TASK REQUIREMENTS:
• 1. Answer these from the multi-agent pipeline text:
(a) How many stories and how many languages did the production system process?
(b) Which stage is handled by the Narrator?
(c) What three things can happen to a failed stage?
• 2. Write out again, word for word, everything in the multi-agent pipeline text from "Multi-Agent Pipeline" down to "(parallel ok) (sequential)".

TEXT EXCERPT:
|---|

Multi-Agent Pipeline
A reusable pattern for orchestrating multi-step AI workflows where each stage is handled by a specialist agent. Extracted from a production system that processed 18 stories across 10 languages.
Pipeline Pattern
Input → [Stage 1: Generate] → [Stage 2: Validate] → [Stage 3: Transform] → [Stage 4: Deliver]
│ │ │ │
Story Writer Guardrails Narrator Storage
(sequential) (parallel ok) (parallel ok) (sequential)
Core Concepts
Stages: Named processing steps, each with an agent function, input/output schema, and error handler.
Sequential vs Parallel: Some stages must run in order (generate before validate). Others can run in parallel (narrate + generate SFX simultaneously).
Progress Callbacks: Each stage reports status for UI updates. The pipeline visualization shows 9 agent nodes lighting up sequentially.
Error Recovery: Failed stages can retry with backoff, skip with defaults, or halt the pipeline.

|---|

Data taken from a collection
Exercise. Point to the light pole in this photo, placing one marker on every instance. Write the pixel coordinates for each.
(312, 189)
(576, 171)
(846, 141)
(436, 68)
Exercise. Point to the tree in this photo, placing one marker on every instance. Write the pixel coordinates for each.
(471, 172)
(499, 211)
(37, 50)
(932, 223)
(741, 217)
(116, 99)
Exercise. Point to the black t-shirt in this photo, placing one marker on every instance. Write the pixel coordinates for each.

|---|

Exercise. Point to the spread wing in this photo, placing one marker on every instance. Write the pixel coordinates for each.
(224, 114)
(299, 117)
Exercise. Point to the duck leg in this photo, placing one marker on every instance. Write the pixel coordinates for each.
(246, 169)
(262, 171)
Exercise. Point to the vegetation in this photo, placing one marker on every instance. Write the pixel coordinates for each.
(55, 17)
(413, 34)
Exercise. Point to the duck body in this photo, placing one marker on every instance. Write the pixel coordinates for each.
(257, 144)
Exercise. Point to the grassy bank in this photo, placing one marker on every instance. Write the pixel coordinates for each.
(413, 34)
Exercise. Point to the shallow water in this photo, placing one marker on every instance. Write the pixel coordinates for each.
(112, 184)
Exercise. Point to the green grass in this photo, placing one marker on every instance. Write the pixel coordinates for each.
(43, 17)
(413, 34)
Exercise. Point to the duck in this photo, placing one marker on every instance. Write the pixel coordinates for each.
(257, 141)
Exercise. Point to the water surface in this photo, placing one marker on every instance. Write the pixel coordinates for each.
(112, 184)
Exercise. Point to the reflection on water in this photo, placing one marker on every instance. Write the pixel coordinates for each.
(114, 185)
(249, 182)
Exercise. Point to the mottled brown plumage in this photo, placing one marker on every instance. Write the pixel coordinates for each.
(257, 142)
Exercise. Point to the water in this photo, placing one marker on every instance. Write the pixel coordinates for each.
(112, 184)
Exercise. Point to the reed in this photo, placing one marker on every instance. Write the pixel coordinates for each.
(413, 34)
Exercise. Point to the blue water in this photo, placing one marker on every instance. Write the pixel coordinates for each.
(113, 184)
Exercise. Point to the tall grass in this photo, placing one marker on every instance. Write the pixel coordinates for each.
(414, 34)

|---|

EXERCISE ANSWERS:
• 1.
(a) 18 stories across 10 languages.
(b) Stage 3: Transform.
(c) It can retry with backoff, skip with defaults, or halt the pipeline.

• 2.
Multi-Agent Pipeline
A reusable pattern for orchestrating multi-step AI workflows where each stage is handled by a specialist agent. Extracted from a production system that processed 18 stories across 10 languages.
Pipeline Pattern
Input → [Stage 1: Generate] → [Stage 2: Validate] → [Stage 3: Transform] → [Stage 4: Deliver]
│ │ │ │
Story Writer Guardrails Narrator Storage
(sequential) (parallel ok) (parallel ok) (sequential)